S'il existe bien un défaut que les deux Roman, Saenko et Blagih (Thurios) ne possèdent pas, c'est la paresse. Pas une année en effet, entre leur projets communs ou séparés (Dark Ages pour le premier, Kladovest pour le second), sans que leur semence se répandent (ou non) dans nos conduits auditifs. Chapeau bas donc, d'autant plus que la qualité est (presque) toujours au rendez-vous.
Mieux, on a même l'impression que les deux frères d'arme ont trouvé avec le bassiste Krechet et le batteur Vlad, les pièces qui manquaient à leur oeuvre, ces derniers faisant partie de tous les groupes qu'ils ont en commun. Cet équlibre, cette alchimie même, expliquent -entre autres - sans doute ce stakhanovisme facilité par la complicité des quatre musiciens. Autour de Drudkh, pivot de leur activisme, bourgeonnent ainsi depuis l'arrêt de Hate Forest, nombre de projets qu'ils butinent à intervalles irréguliers. Après Blood Of Kingu (deux albums) et le décrié (on se demande toujours pourquoi) Tales Of Wanderings de Old Silver Key, Rattenfänger vient aujourd'hui enrichir la besace ukrainienne.

§ **CONSIGNES**
- 1) Extrayez de la chronique le passage qui s'ouvre sur les mots contenant « Mieux, on a » et se referme sur « la besace ukrainienne. ».
- 2) D'après la chronique, combien d'albums compte Blood Of Kingu ?
- 3) Dressez la liste de tous les musiciens nommés dans la chronique.
Les entrées proviennent d'une source distincte de la chronique.

§ **DONNÉES EXTRAITES**
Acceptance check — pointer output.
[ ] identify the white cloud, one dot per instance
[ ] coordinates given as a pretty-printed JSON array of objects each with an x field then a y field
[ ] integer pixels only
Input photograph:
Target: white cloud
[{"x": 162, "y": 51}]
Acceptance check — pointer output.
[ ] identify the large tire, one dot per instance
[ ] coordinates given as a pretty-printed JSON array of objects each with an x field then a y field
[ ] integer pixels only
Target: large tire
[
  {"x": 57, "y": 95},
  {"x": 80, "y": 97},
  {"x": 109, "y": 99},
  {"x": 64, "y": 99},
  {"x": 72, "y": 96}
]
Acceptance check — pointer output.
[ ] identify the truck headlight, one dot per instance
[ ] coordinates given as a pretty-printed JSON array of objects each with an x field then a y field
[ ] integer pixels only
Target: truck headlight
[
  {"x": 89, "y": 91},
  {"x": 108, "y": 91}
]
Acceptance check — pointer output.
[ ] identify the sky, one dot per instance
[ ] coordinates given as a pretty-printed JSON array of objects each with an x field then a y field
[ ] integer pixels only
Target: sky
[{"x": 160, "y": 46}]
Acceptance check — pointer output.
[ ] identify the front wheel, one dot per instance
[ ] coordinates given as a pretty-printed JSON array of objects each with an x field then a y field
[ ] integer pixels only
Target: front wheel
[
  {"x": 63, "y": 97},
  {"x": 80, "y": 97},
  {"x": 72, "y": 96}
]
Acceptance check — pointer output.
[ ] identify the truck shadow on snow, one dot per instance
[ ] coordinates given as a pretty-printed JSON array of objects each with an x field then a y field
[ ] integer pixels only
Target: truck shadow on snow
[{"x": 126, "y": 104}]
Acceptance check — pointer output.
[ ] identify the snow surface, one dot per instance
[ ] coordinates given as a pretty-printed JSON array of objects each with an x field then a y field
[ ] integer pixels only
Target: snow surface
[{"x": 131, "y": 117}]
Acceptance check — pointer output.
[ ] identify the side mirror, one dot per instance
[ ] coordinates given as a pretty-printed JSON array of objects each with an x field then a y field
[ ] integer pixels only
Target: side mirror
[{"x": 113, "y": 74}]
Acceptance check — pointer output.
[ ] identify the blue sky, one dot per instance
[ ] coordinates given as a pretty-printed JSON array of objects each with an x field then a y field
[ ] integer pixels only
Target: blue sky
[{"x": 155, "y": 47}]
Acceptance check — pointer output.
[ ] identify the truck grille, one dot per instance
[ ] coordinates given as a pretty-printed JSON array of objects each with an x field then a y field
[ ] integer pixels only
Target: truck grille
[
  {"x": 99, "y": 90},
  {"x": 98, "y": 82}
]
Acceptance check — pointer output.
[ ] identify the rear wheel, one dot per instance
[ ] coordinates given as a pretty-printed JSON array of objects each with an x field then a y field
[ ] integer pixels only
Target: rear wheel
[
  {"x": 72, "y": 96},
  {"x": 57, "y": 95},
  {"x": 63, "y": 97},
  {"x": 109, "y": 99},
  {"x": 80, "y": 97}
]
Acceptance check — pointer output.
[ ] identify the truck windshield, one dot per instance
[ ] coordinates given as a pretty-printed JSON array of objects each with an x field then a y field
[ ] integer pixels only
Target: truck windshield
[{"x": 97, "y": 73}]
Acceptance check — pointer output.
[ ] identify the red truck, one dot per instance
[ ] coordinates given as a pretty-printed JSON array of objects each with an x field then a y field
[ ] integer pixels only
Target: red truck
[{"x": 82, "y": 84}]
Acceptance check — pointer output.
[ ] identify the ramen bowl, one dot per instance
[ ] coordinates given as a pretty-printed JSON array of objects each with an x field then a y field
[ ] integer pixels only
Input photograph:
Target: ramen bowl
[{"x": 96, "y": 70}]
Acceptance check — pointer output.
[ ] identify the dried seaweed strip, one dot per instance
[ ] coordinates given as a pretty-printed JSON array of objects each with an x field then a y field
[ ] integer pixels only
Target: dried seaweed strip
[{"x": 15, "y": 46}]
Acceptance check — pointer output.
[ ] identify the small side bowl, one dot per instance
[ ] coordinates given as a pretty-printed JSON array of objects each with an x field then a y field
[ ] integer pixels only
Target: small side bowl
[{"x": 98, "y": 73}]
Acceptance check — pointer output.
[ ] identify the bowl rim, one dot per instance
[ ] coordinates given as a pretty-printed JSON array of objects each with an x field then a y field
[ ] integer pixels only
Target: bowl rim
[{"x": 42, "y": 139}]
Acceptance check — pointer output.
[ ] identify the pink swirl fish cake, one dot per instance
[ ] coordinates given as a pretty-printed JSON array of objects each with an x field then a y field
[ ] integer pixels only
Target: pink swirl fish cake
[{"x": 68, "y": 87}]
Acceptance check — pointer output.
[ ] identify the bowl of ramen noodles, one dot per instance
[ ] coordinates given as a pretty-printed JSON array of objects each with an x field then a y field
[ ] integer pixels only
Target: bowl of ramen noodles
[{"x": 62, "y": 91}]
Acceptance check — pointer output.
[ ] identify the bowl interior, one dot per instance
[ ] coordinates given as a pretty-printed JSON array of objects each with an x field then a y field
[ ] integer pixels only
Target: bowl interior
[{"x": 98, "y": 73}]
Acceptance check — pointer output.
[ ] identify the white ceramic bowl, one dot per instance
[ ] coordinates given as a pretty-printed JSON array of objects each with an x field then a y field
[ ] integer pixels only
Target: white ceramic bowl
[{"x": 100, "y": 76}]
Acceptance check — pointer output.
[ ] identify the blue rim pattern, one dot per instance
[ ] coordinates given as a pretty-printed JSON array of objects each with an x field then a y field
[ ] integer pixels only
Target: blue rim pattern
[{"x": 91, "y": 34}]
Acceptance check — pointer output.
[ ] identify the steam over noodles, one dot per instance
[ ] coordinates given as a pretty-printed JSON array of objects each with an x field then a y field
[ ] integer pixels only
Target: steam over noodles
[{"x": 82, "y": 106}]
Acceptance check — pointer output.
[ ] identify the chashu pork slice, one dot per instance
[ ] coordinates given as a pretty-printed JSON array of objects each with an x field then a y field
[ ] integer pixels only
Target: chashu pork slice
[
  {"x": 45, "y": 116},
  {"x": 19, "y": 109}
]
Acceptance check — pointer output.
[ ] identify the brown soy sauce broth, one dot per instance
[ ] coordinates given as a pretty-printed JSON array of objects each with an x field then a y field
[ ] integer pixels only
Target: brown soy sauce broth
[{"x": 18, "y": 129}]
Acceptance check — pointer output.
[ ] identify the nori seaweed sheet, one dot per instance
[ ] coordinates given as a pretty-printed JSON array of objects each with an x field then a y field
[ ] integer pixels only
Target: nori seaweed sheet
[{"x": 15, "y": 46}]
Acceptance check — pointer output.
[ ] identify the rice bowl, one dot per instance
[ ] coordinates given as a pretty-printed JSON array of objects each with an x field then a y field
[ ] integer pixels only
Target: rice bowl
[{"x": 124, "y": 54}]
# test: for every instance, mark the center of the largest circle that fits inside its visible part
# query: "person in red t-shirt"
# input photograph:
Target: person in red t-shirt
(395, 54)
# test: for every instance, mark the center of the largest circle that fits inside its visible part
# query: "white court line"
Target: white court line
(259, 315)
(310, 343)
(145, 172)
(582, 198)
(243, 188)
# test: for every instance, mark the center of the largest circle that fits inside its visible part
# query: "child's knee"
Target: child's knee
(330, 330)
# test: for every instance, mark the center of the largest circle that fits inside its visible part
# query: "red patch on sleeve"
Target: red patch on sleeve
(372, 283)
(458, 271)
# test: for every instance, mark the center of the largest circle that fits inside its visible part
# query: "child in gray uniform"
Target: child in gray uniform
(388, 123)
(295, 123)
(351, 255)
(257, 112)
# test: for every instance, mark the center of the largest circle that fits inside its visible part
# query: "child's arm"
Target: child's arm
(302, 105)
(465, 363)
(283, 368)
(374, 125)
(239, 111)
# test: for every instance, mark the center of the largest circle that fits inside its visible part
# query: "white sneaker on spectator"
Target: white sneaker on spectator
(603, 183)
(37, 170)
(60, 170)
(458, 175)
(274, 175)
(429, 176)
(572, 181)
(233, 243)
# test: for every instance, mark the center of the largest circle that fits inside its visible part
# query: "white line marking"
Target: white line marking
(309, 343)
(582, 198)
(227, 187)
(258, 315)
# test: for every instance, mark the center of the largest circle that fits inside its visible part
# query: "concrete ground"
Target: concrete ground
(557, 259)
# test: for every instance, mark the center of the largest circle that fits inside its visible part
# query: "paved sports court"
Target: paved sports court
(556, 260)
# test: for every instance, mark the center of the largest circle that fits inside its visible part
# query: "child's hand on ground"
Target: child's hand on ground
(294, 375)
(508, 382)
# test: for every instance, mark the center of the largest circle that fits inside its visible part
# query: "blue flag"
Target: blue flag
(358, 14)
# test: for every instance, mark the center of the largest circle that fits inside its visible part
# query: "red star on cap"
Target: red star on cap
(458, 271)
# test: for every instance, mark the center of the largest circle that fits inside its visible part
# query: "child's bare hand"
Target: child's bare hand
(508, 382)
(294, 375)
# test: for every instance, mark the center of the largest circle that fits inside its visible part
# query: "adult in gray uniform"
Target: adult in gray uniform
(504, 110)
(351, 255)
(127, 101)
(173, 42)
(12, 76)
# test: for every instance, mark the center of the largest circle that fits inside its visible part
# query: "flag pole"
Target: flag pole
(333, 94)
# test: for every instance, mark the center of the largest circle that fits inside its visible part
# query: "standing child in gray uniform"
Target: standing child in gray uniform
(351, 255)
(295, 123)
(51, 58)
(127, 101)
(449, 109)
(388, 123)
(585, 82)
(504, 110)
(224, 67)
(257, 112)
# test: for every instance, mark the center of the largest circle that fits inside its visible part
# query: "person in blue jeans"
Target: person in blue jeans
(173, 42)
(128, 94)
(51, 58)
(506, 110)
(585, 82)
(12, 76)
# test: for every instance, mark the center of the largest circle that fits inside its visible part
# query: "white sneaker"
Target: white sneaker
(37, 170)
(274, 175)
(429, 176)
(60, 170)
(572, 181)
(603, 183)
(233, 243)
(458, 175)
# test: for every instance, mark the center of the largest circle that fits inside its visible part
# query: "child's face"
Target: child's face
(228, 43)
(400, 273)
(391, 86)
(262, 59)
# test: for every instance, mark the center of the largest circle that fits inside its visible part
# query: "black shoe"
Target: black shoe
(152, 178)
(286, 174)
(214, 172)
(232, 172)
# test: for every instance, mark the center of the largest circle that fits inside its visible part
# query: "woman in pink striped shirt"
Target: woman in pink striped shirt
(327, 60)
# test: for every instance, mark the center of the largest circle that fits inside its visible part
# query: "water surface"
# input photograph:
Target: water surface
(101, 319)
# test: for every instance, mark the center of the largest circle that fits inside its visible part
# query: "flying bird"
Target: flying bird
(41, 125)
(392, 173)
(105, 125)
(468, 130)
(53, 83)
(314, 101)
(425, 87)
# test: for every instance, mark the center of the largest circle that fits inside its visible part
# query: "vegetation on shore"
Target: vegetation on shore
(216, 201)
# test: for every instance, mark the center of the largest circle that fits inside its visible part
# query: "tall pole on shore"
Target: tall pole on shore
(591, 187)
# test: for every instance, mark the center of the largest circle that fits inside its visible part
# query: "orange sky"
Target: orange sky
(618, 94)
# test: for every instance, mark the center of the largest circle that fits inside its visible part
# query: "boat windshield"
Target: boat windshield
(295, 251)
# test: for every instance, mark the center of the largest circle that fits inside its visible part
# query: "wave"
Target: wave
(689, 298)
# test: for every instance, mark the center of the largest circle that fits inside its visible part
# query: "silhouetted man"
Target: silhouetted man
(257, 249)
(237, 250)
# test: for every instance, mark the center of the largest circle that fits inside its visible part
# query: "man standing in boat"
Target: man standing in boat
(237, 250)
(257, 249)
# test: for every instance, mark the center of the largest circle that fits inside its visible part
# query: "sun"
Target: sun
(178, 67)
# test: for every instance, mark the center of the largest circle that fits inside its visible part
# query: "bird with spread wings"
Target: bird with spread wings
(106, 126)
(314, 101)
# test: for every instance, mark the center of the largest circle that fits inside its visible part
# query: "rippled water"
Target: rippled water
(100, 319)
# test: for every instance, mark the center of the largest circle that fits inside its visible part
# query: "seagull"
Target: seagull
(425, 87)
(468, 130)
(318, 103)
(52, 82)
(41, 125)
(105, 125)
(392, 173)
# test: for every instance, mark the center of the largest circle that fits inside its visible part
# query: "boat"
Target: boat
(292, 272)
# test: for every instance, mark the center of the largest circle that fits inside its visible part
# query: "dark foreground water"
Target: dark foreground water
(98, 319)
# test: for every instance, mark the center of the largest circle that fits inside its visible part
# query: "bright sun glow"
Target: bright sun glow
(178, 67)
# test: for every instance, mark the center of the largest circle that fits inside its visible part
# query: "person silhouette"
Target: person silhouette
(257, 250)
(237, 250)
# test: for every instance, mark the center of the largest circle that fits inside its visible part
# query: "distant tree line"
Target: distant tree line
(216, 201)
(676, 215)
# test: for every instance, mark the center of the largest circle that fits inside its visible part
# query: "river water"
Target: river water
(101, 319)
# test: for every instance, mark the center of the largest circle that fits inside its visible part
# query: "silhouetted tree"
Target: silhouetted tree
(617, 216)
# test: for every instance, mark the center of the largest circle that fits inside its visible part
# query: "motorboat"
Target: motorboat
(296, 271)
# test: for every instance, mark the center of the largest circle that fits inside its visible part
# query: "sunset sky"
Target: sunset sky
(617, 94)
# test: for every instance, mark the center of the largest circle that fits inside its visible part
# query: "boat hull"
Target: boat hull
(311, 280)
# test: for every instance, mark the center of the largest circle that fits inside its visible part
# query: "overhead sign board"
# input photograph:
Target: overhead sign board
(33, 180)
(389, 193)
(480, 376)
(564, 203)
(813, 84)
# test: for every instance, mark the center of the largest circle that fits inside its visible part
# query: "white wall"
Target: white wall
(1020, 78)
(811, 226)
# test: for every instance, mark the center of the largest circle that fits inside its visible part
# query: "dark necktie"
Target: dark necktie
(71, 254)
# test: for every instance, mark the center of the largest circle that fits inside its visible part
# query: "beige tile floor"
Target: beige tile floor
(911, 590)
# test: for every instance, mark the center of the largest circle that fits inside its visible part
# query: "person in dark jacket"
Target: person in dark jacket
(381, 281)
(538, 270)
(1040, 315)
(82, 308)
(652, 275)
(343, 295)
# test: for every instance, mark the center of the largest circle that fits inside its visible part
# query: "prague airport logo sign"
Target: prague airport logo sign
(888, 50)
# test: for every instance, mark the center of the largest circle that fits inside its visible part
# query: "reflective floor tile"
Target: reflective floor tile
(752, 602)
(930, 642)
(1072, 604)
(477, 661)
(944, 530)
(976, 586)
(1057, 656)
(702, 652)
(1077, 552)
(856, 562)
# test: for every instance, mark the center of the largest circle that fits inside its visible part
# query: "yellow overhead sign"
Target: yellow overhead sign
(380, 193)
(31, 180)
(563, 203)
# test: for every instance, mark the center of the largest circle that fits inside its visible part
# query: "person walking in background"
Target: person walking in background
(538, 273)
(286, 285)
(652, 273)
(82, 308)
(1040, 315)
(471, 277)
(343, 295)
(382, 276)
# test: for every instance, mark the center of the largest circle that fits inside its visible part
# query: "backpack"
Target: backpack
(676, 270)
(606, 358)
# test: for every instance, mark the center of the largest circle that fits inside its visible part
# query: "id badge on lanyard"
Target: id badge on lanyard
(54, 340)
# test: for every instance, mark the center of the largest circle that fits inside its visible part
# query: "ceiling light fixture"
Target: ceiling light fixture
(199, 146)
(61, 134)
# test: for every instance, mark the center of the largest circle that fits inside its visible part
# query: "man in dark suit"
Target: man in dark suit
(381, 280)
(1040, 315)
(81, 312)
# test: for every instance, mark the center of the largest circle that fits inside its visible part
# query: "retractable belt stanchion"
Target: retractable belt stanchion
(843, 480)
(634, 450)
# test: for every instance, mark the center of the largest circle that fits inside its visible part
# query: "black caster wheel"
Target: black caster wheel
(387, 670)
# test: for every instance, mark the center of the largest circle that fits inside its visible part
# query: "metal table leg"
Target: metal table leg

§ **RÉPONSES DANS L'ORDRE**
- 1)
Mieux, on a même l'impression que les deux frères d'arme ont trouvé avec le bassiste Krechet et le batteur Vlad, les pièces qui manquaient à leur oeuvre, ces derniers faisant partie de tous les groupes qu'ils ont en commun. Cet équlibre, cette alchimie même, expliquent -entre autres - sans doute ce stakhanovisme facilité par la complicité des quatre musiciens. Autour de Drudkh, pivot de leur activisme, bourgeonnent ainsi depuis l'arrêt de Hate Forest, nombre de projets qu'ils butinent à intervalles irréguliers. Après Blood Of Kingu (deux albums) et le décrié (on se demande toujours pourquoi) Tales Of Wanderings de Old Silver Key, Rattenfänger vient aujourd'hui enrichir la besace ukrainienne.

- 2) Deux albums.

- 3) Roman Saenko, Roman Blagih (Thurios), Krechet, Vlad